◆ Document section:

Crop Insights: Residue Management: Partial Stover Harvest Increases No-Till Continuous Corn Yield
By Andy Heggenstaller, Agronomy Research Manager
University/Pioneer Research Update:¹
Key Research Findings
- Corn residues are a major factor contributing to lower yields for corn following corn compared to corn rotated with soybean, particularly under no-till management.
- A four-year study was conducted in Missouri to evaluate the effects of residue management practices and hybrids on stand density and yield for no-till continuous corn.
- Residue management treatments included: (1) fall N application; (2) fall stalk chopping; (3) partial stover harvest in the fall; (4) use of row cleaners at planting in spring; and (5) a control with no residue management.
- Fall stalk chopping and partial stover harvest resulted in 6% and 12% greater stand densities compared to no residue management.

◆ Listed records:

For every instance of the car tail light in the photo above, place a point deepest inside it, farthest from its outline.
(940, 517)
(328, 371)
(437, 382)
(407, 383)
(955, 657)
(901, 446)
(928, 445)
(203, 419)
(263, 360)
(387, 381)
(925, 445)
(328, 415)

◆ Task set:
1. Summarize the residue management update in two sentences.
2. Please express the listing as a two-column CSV with the columns request and answer. Give one row per request, with each value in a single quoted field and line breaks turned into spaces.

◆ Answers for this exercise:
1. A four-year study in Missouri evaluated how residue management practices and hybrids affect stand density and yield in no-till continuous corn, because corn residues are a major reason corn following corn yields less than corn rotated with soybean. Compared with no residue management, fall stalk chopping and partial stover harvest produced 6% and 12% greater stand densities.

2.
request,answer
"For every instance of the car tail light in the photo above, place a point deepest inside it, farthest from its outline.","(940, 517) (328, 371) (437, 382) (407, 383) (955, 657) (901, 446) (928, 445) (203, 419) (263, 360) (387, 381) (925, 445) (328, 415)"